**AIM OF THE TASK:**
Revise the rows from the line containing "Where can the cast" through the end of the rows, changing "weathered wooden plank" to "worn wooden board" and keeping everything else identical.

[Entries from a pointing dataset]
########################################
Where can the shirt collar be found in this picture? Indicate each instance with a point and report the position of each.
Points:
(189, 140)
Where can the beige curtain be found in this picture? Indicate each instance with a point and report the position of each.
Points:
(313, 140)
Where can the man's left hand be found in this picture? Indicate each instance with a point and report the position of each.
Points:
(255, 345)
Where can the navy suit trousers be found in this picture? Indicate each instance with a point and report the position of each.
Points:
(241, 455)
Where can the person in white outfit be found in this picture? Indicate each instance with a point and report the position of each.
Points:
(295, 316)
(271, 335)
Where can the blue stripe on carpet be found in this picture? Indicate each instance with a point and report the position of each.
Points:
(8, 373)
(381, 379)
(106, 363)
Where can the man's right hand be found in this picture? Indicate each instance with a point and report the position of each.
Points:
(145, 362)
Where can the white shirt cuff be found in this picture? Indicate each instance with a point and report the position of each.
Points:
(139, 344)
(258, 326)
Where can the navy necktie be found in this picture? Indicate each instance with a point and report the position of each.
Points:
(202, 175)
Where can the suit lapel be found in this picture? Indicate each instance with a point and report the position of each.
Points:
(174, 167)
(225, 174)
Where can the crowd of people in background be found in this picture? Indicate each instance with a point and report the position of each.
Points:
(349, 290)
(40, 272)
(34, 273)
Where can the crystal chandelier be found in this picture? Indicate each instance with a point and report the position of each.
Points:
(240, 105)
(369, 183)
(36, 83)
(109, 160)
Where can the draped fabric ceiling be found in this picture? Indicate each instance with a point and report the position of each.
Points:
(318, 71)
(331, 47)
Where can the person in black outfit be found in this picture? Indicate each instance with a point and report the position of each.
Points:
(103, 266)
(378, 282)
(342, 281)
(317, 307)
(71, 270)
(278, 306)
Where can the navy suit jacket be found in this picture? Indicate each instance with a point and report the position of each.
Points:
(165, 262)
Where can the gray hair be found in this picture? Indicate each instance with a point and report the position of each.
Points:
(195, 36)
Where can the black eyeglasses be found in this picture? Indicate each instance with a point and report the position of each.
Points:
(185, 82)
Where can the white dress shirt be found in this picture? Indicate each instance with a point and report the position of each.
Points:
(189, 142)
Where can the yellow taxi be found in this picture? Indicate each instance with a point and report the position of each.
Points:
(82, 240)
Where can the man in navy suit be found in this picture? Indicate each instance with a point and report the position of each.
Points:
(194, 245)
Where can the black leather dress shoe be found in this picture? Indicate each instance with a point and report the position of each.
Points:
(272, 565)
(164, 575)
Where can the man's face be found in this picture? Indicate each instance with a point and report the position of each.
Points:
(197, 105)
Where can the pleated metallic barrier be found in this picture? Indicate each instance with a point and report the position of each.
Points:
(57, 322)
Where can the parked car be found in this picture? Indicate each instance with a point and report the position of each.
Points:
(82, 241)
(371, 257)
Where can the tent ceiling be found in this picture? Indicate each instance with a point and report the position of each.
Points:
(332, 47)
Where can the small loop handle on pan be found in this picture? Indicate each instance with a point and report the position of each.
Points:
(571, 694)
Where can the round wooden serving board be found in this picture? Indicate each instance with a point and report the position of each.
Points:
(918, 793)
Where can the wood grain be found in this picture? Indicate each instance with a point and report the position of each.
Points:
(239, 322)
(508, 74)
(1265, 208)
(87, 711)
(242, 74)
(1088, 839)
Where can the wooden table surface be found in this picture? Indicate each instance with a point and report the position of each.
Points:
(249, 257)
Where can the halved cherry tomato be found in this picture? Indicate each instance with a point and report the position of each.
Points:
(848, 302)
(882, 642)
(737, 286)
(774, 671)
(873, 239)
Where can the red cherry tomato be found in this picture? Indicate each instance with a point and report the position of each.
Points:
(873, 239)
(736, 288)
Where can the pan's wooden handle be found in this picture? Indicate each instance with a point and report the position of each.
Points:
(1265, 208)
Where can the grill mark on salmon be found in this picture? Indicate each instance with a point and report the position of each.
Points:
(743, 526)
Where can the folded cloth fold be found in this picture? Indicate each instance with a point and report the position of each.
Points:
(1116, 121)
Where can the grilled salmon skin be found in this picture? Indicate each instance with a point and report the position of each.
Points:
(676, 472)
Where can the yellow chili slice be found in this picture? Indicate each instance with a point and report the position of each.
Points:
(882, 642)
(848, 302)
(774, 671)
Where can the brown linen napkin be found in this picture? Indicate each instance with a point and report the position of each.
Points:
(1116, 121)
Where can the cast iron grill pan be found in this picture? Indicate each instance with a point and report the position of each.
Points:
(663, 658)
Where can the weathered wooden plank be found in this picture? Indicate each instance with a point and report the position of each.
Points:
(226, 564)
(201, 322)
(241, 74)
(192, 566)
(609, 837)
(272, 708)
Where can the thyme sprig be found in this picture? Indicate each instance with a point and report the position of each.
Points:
########################################
**TASK OUTPUT:**
Where can the cast iron grill pan be found in this picture? Indicate each instance with a point and report the position of each.
Points:
(663, 658)
Where can the worn wooden board be found in this picture? Indicate each instance with a point and report the position of each.
Points:
(226, 564)
(201, 322)
(241, 74)
(192, 566)
(609, 837)
(272, 708)
Where can the thyme sprig be found in this picture? Indicate each instance with a point and report the position of each.
Points:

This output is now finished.